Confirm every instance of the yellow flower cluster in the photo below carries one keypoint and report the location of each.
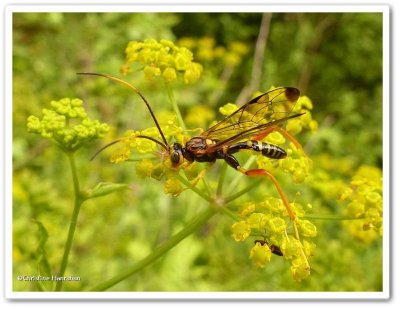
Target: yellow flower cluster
(67, 124)
(162, 58)
(206, 50)
(364, 197)
(268, 220)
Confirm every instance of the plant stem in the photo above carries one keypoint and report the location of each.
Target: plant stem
(175, 106)
(194, 189)
(192, 226)
(78, 200)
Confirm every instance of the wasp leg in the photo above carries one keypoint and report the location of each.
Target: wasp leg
(269, 130)
(233, 162)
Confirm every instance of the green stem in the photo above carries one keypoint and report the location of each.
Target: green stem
(192, 226)
(338, 218)
(235, 181)
(78, 200)
(175, 106)
(244, 191)
(221, 179)
(194, 189)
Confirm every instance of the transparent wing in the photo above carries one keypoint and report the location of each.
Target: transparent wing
(261, 112)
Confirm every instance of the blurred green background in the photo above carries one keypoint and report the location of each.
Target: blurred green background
(335, 59)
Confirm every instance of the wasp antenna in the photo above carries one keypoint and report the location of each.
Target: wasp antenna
(104, 147)
(154, 140)
(136, 90)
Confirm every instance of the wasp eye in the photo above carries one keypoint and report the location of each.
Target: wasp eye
(175, 157)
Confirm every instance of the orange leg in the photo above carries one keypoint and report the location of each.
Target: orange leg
(263, 173)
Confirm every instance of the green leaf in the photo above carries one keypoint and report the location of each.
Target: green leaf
(44, 269)
(105, 188)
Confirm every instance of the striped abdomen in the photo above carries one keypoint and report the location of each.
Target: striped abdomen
(268, 150)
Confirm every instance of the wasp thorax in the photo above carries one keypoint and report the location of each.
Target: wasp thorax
(176, 155)
(196, 144)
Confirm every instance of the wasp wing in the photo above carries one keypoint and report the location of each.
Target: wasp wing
(250, 132)
(256, 115)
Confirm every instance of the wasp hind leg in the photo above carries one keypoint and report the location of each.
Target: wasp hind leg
(233, 162)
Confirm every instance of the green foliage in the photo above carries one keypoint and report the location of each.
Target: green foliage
(335, 59)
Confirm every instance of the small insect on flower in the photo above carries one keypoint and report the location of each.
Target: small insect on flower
(243, 129)
(274, 249)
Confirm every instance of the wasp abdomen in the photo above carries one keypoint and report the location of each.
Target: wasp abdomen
(268, 150)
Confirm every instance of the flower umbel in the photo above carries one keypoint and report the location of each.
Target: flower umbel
(162, 58)
(67, 124)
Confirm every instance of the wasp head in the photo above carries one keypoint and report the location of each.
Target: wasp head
(176, 154)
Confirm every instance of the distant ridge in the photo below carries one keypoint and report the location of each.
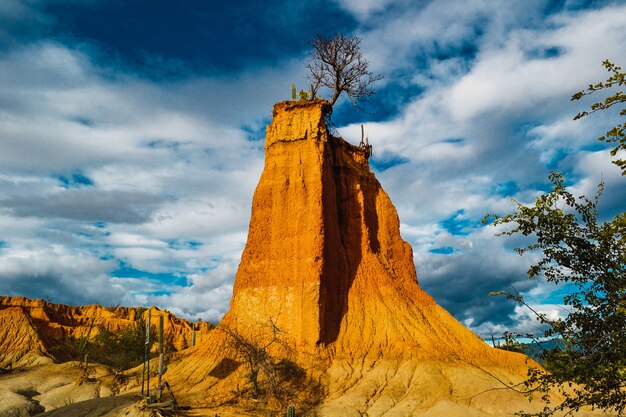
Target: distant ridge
(30, 329)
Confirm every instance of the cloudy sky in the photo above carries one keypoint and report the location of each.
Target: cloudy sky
(131, 137)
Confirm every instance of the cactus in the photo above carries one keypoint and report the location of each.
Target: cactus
(304, 95)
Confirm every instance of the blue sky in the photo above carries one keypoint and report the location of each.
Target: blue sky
(131, 137)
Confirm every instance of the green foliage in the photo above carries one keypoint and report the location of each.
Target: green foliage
(616, 134)
(123, 349)
(589, 257)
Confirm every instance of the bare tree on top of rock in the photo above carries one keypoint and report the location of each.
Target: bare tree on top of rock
(339, 65)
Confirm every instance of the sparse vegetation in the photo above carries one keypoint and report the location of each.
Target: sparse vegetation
(616, 134)
(588, 364)
(120, 350)
(271, 376)
(339, 65)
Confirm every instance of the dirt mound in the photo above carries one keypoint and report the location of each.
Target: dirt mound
(31, 331)
(325, 264)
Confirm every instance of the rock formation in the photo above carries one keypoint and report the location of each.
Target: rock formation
(325, 264)
(30, 328)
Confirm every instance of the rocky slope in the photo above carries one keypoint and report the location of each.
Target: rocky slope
(325, 264)
(31, 329)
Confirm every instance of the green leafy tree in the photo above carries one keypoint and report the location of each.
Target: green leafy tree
(615, 134)
(587, 256)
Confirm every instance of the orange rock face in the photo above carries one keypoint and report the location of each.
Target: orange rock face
(29, 328)
(325, 263)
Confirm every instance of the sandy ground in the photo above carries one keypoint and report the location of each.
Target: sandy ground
(27, 391)
(97, 407)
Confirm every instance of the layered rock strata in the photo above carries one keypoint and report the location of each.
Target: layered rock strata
(325, 264)
(30, 328)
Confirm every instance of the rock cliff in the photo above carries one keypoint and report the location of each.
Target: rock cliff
(31, 329)
(325, 264)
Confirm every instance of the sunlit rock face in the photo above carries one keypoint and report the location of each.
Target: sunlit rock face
(324, 257)
(325, 263)
(31, 329)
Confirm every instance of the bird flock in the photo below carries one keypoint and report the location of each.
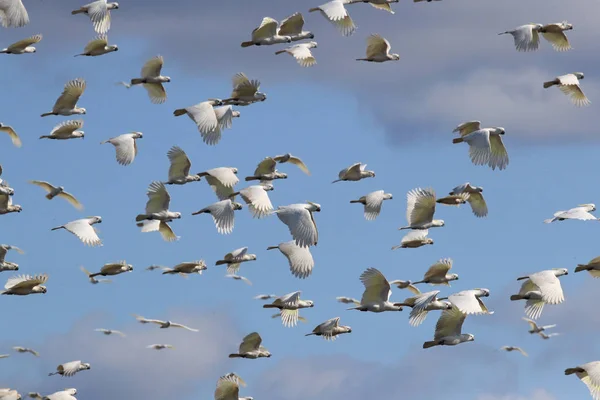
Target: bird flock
(212, 117)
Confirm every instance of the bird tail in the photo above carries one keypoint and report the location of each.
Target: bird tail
(141, 217)
(581, 267)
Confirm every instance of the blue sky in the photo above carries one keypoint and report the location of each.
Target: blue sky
(396, 117)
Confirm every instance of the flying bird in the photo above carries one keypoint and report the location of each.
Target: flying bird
(70, 368)
(526, 37)
(251, 348)
(513, 348)
(301, 52)
(109, 332)
(66, 104)
(300, 222)
(245, 91)
(485, 144)
(157, 214)
(335, 12)
(66, 130)
(540, 288)
(152, 80)
(23, 46)
(234, 258)
(285, 158)
(373, 202)
(125, 146)
(266, 34)
(84, 230)
(438, 274)
(98, 46)
(330, 329)
(54, 191)
(13, 14)
(354, 173)
(420, 208)
(378, 50)
(555, 34)
(589, 374)
(99, 13)
(376, 296)
(223, 214)
(448, 329)
(299, 258)
(163, 324)
(288, 306)
(569, 85)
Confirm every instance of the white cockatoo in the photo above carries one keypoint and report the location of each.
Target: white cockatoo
(448, 329)
(158, 215)
(485, 144)
(125, 146)
(330, 329)
(251, 348)
(569, 85)
(186, 268)
(98, 46)
(66, 104)
(378, 50)
(373, 202)
(257, 199)
(23, 285)
(299, 258)
(288, 306)
(540, 288)
(376, 296)
(23, 46)
(223, 213)
(245, 91)
(438, 274)
(526, 37)
(555, 34)
(84, 230)
(420, 208)
(179, 168)
(13, 14)
(234, 258)
(99, 13)
(354, 173)
(66, 130)
(581, 212)
(301, 52)
(163, 324)
(267, 33)
(593, 266)
(152, 80)
(414, 239)
(589, 374)
(300, 221)
(335, 12)
(70, 368)
(221, 180)
(54, 191)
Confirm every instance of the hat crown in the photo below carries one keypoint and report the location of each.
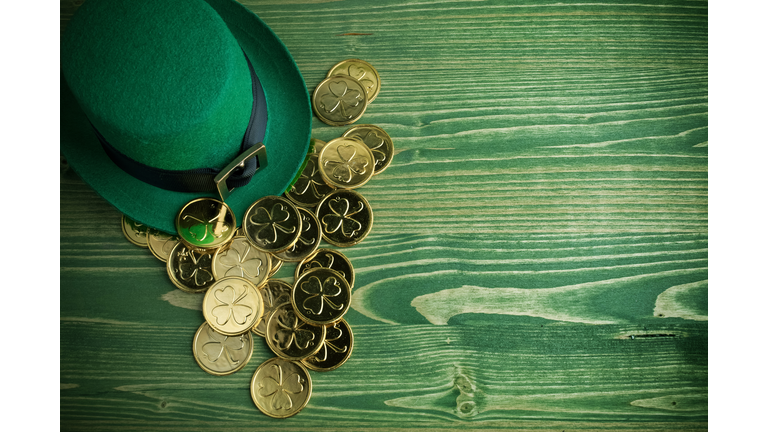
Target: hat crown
(165, 82)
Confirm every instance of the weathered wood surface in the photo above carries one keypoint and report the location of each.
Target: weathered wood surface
(539, 254)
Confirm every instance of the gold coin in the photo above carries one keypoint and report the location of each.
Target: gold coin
(331, 259)
(205, 223)
(290, 337)
(276, 264)
(232, 306)
(377, 140)
(281, 388)
(345, 218)
(321, 296)
(135, 232)
(346, 163)
(309, 239)
(336, 349)
(317, 144)
(190, 269)
(362, 72)
(218, 354)
(310, 188)
(339, 100)
(161, 244)
(272, 224)
(274, 294)
(240, 259)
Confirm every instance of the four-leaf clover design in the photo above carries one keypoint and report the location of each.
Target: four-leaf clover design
(320, 294)
(197, 268)
(222, 345)
(290, 331)
(235, 260)
(280, 388)
(269, 222)
(347, 164)
(342, 218)
(340, 98)
(229, 307)
(332, 334)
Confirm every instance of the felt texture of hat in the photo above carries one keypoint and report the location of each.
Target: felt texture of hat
(177, 132)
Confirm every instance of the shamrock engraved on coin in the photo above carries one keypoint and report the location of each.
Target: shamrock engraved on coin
(340, 98)
(320, 293)
(332, 334)
(348, 162)
(270, 221)
(280, 389)
(234, 259)
(222, 345)
(197, 268)
(228, 306)
(290, 332)
(342, 218)
(311, 180)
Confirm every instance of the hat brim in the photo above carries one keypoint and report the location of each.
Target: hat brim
(286, 138)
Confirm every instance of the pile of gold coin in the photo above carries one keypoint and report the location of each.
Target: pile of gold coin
(342, 97)
(302, 323)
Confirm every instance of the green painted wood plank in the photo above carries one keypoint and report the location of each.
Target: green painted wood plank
(539, 254)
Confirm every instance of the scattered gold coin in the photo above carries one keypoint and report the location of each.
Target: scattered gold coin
(274, 294)
(218, 354)
(377, 140)
(161, 244)
(339, 100)
(309, 239)
(290, 337)
(190, 269)
(345, 218)
(336, 349)
(310, 188)
(346, 163)
(135, 232)
(242, 260)
(232, 306)
(321, 296)
(331, 259)
(362, 72)
(281, 388)
(272, 224)
(276, 264)
(205, 223)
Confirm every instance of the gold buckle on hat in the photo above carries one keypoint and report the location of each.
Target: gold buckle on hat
(258, 150)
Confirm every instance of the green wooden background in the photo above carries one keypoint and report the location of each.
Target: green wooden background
(539, 254)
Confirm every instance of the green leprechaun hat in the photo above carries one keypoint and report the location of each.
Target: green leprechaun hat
(166, 101)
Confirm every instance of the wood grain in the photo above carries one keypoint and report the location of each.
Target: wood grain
(539, 257)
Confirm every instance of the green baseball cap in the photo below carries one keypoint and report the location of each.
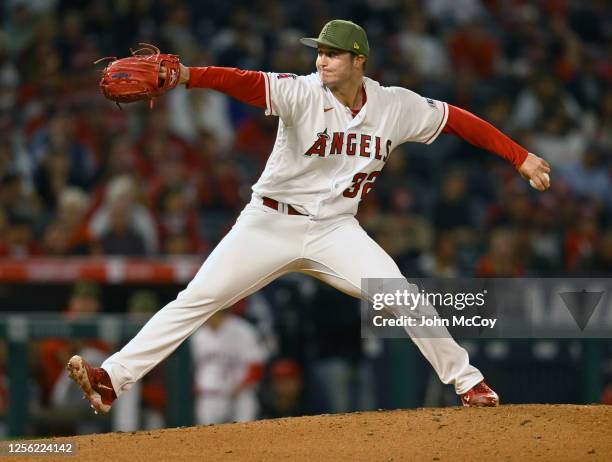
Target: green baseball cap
(341, 34)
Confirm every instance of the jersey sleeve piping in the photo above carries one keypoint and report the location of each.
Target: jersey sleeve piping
(432, 138)
(269, 110)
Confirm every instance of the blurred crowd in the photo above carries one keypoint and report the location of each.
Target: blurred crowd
(79, 176)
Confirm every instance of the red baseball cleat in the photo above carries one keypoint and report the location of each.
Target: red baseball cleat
(95, 383)
(480, 395)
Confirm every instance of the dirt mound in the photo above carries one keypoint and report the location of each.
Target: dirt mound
(508, 433)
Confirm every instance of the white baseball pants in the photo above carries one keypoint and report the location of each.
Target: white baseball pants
(263, 245)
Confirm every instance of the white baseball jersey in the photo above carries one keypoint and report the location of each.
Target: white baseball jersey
(325, 160)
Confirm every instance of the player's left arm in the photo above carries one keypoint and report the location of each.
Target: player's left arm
(482, 134)
(245, 86)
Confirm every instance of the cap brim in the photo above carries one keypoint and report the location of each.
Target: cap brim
(309, 42)
(315, 42)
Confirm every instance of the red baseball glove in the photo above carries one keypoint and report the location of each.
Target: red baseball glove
(136, 77)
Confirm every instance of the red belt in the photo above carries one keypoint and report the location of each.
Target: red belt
(274, 204)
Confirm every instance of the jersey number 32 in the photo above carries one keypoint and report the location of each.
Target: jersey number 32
(361, 179)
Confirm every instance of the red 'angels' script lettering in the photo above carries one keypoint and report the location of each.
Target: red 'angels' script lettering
(366, 145)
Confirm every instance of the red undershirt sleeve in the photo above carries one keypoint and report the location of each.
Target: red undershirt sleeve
(246, 86)
(483, 135)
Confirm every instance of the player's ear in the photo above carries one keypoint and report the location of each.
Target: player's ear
(359, 62)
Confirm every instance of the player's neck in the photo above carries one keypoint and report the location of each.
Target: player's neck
(350, 93)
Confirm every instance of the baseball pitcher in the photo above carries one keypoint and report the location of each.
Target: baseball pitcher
(336, 131)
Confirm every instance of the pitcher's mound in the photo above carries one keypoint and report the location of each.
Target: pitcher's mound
(507, 433)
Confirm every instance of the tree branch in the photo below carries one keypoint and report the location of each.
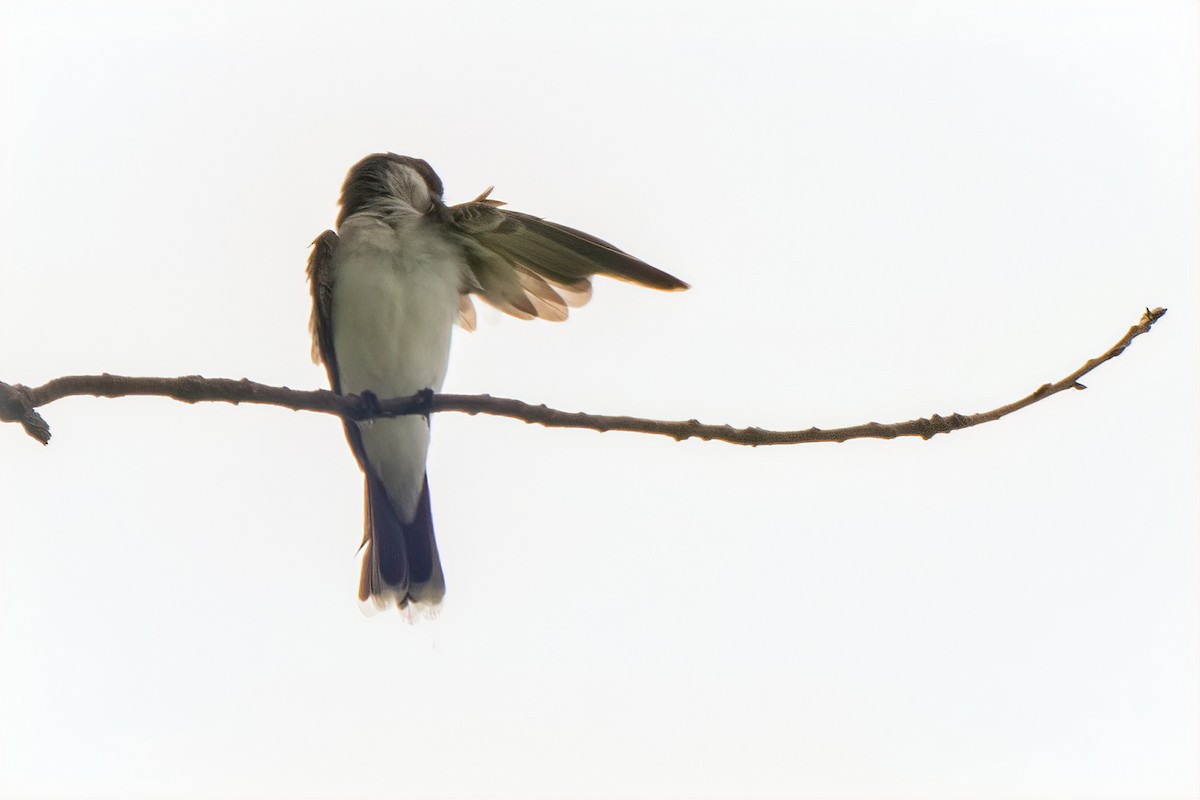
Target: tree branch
(17, 404)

------------------------------------

→ **Aim**:
Please put the lines from the one containing "Confirm every instance of the baseball" through the end of the rows into a Markdown table with the columns Number and Line, skipping blank lines and leaving out the pictures.

→ **Final result**:
| Number | Line |
|---|---|
| 1 | Confirm every instance of the baseball pitcher in the photo above carries one keypoint and report the location of each. |
| 2 | Target: baseball pitcher |
| 3 | (336, 131) |
| 4 | Confirm every instance of the pitcher's mound in the photo above carries one keypoint and report the location of each. |
| 5 | Target: pitcher's mound |
| 6 | (507, 433) |
| 7 | Confirm every instance of the tree branch in the photo below carries one keypoint and report the location of each. |
| 8 | Target: tree branch |
| 9 | (17, 404) |